• **Requirement**
Output each of the entries below verbatim, preserving every line without alteration.

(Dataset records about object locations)

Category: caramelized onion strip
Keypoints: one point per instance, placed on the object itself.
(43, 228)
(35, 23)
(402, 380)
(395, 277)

• **Correct output**
Category: caramelized onion strip
Keypoints: one point per instance, placed on the object itself.
(43, 228)
(35, 23)
(402, 380)
(395, 277)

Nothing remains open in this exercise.